# Now, we can start a new training job

We'll send a zip file called **trainingjob.zip**, with the following structure:
 - trainingjob.json (Sagemaker training job descriptor)
 - monitoring.json (Sagemaker monitoring inputs for data capture, baseline and schedule)
 - assets/deploy-model-prd.yml (Cloudformation for deploying our model into Production)
 - assets/deploy-model-dev.yml (Cloudformation for deploying our model into Development)

In [None]:
import time
import sagemaker
import boto3
import os

sts_client = boto3.client("sts")

sagemaker_session = sagemaker.Session()
role = sagemaker.get_execution_role()
bucket = sagemaker_session.default_bucket()

artifact_bucket = os.environ['ARTIFACT_BUCKET']
prefix = os.environ['MODEL_NAME']
image_repo = os.environ['IMAGE_REPO']

print('artifact bucket: {}'.format(artifact_bucket))
print('image repo: {}'.format(image_repo))
print('data bucket: {}/{}'.format(bucket, prefix))
print('role: {}'.format(role))

_RECORDS SUPPLIED:_

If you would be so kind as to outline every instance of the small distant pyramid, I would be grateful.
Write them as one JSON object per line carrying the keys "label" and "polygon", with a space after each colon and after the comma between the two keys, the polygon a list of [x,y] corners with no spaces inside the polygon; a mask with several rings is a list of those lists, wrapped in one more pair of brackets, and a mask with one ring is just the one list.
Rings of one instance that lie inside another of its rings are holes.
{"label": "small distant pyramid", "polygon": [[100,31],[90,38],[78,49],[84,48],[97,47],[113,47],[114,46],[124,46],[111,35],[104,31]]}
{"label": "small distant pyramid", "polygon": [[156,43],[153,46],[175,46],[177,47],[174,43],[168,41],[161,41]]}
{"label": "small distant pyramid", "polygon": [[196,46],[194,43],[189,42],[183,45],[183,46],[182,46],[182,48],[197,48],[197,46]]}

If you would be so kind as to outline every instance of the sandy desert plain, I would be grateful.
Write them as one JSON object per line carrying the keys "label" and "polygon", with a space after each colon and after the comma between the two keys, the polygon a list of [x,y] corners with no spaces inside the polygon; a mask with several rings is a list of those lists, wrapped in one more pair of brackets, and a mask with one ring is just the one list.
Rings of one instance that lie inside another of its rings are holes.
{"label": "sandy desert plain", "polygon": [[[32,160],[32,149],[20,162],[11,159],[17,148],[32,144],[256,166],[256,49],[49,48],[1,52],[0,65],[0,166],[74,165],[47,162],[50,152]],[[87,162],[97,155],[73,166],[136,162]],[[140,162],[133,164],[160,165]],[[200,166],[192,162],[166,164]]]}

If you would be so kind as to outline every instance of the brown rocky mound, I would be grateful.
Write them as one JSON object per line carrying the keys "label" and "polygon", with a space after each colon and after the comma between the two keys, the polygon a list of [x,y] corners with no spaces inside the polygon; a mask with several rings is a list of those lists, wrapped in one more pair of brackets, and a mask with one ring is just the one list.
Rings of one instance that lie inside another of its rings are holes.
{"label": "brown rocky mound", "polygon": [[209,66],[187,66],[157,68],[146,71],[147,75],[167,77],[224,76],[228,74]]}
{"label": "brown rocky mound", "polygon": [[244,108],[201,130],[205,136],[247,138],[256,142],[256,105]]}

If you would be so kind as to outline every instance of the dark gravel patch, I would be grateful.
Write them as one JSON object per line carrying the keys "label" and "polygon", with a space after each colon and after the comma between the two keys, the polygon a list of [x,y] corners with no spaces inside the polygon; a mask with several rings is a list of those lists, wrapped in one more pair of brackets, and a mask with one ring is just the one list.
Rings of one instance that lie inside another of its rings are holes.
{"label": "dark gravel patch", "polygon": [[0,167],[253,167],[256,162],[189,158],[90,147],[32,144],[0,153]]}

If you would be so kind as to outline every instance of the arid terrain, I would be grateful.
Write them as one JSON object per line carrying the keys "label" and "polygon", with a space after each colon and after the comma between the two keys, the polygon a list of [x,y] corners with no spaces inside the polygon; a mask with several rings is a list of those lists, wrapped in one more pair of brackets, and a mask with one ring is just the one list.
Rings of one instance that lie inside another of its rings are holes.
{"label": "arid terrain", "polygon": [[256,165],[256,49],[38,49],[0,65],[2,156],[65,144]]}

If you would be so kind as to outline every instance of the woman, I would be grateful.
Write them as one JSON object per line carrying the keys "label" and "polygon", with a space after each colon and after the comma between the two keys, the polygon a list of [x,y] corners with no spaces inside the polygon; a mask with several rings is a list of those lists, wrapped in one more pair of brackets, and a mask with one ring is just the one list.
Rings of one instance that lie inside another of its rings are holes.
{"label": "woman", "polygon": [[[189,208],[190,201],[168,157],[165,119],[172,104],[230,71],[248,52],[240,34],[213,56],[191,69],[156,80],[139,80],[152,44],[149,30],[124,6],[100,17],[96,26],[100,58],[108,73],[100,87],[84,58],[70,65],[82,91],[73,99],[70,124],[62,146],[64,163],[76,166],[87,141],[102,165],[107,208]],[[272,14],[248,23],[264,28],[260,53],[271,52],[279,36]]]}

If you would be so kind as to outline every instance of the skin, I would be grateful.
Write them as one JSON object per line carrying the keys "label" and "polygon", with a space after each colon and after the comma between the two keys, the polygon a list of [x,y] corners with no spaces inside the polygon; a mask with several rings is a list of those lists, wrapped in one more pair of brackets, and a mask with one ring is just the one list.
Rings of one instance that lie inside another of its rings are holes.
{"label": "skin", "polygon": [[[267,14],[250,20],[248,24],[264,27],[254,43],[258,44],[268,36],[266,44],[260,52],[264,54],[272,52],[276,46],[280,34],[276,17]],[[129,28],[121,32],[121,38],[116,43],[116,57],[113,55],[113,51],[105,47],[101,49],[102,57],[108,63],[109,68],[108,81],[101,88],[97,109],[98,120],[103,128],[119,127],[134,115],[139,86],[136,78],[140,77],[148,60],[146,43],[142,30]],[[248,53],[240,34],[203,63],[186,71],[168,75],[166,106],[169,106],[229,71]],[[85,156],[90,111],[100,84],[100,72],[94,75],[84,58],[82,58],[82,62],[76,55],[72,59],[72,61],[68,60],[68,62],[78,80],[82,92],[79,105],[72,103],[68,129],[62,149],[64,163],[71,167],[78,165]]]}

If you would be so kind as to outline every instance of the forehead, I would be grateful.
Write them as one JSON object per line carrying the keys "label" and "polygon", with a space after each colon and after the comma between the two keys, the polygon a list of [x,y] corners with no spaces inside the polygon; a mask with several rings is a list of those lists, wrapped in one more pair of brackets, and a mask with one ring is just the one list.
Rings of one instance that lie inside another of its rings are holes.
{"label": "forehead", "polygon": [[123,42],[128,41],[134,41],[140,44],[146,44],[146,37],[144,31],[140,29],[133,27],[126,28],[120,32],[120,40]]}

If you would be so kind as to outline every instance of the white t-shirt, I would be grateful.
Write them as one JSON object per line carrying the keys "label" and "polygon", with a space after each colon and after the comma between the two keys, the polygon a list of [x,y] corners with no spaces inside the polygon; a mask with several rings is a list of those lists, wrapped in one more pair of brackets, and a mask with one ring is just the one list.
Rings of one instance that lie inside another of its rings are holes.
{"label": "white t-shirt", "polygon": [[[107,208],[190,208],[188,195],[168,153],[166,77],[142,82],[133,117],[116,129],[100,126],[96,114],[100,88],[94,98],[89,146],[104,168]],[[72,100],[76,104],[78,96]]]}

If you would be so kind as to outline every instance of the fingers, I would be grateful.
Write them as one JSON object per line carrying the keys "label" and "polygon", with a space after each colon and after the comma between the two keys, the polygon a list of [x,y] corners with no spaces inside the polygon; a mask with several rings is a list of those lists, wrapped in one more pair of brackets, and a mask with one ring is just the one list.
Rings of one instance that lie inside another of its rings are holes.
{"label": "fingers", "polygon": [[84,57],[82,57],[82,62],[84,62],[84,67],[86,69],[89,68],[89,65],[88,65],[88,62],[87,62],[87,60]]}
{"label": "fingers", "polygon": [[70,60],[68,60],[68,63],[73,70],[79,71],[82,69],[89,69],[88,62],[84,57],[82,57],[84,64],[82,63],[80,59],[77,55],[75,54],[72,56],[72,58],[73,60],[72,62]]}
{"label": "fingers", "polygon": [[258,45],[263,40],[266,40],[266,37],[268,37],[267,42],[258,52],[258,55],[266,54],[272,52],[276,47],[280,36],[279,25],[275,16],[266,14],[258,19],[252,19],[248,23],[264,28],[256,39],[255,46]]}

_REQUIRED WORK:_
**1.** Give again the training job text, everything from "- monitoring.json (Sagemaker" down to "model into Production)", without changing a word.
**2.** Proceed with the training job text, picking up right after its last line.

_ANSWERS PER TASK:_
**1.**
- monitoring.json (Sagemaker monitoring inputs for data capture, baseline and schedule)
 - assets/deploy-model-prd.yml (Cloudformation for deploying our model into Production)

**2.**
### Create the training job decriptor

This includes some hyper parameters

In [None]:
hyperparameters = {
    "epochs": 100,
    "batch_size": 128,
}

And the training job image, and name

In [None]:
account_id = sts_client.get_caller_identity()["Account"]
region = boto3.session.Session().region_name
training_image = '{}.dkr.ecr.{}.amazonaws.com/{}:latest'.format(account_id, region, image_repo)

timestamp = time.strftime('-%Y-%m-%d-%H-%M-%S', time.gmtime())
job_name = prefix + timestamp

training_params = {}

# Here we set the reference for the Image Classification Docker image, stored on ECR (https://aws.amazon.com/pt/ecr/)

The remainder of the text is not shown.